▶ _GOAL A_: From the fishing competition thread that follows, list every location given as a place of capture.

▶ _PASSAGE SHOWN_:
**********

# Feb Fishing Comp - WINNERS ANNOUNCED



## paffoh (Aug 24, 2006)

Name/UserName of Angler : Paffoh
Date of Capture : 7/2/09
Location : Lake Burley Griffin, Canberra
Type and Size/Weight of Fish : 46cm Golden Perch
Tackle/Line/Lure Used : TDA combo, 8lb Nitlon, 12lb FC Rock leader, Jackall Deep Chubby 
Conditions (optional) : Ideal, almost perfect ( Except for weed ).
Other Comments : No image on meauring device, went to but lost fish over the side ( Luckily withour grips ).


----------



## wongus (Feb 12, 2006)

Name/UserName of Angler: Danny / Wongus
Date of Capture: 7 Feb 09
Location: Wellington Point, Qld
Type and Size/Weight of Fish: Black Tip Reef Shark / 92cm
Tackle/Line/Lure Used: Berkley Dropshot 1-3kg rod; Daiwa Exceler 2000; 8lb fireline with 12lb braid; Ecogear SX40
Conditions (optional): Strong SE wind
Other Comments (optional): Fish may have swiped at lure but was foul hooked on dorsal fin.
Is this a HOF capture?


----------



## JTC (Oct 19, 2007)

Name/UserName of Angler: Jason/JTC
Date of Capture : 08/02/09
Location : Currimundi Lake
Type and Size/Weight of Fish : Estuary Cod/54cms
Tackle/Line/Lure Used : 6lb braid/12lb flouro leader/3" Gold Mad Mullet
Link to Trip Report : http://www.akff.net/forum/viewtopic.php?f=17&t=24256









Cheers,

Jason


----------



## solatree (May 30, 2008)

**********

▶ _GOAL B_: Report how many lines of the records contain the string "target". Give only the number.

Contour labeling items:

**********

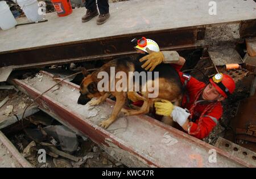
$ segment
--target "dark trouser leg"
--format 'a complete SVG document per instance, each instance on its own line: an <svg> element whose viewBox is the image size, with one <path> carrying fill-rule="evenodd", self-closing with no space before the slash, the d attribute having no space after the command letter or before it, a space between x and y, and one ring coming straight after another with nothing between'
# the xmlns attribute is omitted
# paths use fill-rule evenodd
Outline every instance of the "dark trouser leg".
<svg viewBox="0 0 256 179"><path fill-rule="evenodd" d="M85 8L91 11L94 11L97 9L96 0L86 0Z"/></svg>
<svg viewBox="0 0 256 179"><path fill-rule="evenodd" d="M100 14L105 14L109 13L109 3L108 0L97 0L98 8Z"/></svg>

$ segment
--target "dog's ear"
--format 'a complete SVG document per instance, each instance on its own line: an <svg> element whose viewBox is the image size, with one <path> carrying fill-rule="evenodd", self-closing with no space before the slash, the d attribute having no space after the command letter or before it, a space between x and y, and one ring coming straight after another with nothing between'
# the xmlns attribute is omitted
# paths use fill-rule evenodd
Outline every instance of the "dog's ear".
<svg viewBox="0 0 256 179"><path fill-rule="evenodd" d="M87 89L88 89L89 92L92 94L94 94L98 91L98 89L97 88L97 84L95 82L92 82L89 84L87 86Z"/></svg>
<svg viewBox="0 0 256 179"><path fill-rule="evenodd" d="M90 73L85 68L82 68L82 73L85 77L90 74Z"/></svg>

**********

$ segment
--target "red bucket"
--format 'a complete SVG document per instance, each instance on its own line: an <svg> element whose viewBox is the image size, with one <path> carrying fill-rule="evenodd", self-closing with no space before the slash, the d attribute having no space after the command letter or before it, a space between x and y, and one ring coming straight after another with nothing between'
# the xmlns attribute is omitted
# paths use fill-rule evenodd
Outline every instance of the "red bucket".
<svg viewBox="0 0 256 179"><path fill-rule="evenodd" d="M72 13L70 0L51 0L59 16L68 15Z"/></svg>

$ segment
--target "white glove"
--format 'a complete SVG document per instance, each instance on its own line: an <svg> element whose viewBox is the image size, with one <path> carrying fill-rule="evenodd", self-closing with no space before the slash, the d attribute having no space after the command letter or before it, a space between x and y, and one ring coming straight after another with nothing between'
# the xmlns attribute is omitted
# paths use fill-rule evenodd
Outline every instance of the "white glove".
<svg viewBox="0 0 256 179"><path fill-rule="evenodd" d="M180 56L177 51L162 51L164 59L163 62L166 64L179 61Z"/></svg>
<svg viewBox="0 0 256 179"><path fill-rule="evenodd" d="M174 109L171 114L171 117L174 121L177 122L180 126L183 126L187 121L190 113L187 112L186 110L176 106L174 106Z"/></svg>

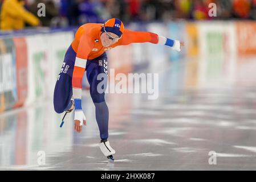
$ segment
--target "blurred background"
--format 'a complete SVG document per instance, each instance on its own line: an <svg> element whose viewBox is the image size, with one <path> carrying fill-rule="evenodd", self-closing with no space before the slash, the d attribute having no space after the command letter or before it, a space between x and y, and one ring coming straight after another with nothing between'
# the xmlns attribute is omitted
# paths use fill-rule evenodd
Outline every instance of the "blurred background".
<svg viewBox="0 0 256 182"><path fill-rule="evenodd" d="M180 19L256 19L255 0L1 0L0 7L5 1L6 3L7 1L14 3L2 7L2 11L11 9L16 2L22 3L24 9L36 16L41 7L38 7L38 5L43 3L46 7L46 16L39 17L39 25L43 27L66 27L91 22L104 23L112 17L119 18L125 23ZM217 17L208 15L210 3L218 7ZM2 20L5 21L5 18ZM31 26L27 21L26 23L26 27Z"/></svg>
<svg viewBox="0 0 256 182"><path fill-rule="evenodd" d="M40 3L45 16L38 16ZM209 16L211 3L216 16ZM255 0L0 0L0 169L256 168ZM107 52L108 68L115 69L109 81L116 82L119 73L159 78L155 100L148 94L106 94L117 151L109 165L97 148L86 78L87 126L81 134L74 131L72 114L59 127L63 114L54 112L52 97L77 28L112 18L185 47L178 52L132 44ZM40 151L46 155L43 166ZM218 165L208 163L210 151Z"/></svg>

**********

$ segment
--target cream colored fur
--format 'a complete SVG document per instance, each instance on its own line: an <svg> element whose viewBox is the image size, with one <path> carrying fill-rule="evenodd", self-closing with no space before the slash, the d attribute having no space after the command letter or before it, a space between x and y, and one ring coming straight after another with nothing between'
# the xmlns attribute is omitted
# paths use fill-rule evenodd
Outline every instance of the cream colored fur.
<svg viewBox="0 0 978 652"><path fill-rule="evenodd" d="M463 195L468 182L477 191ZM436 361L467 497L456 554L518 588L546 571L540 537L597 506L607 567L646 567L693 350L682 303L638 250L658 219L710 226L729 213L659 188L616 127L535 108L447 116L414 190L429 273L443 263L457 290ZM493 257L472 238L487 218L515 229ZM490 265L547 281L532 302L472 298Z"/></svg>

**********

▶ _FULL ANSWER A_: Lake Burley Griffin, Canberra; Wellington Point, Qld; Currimundi Lake

▶ _FULL ANSWER B_: 6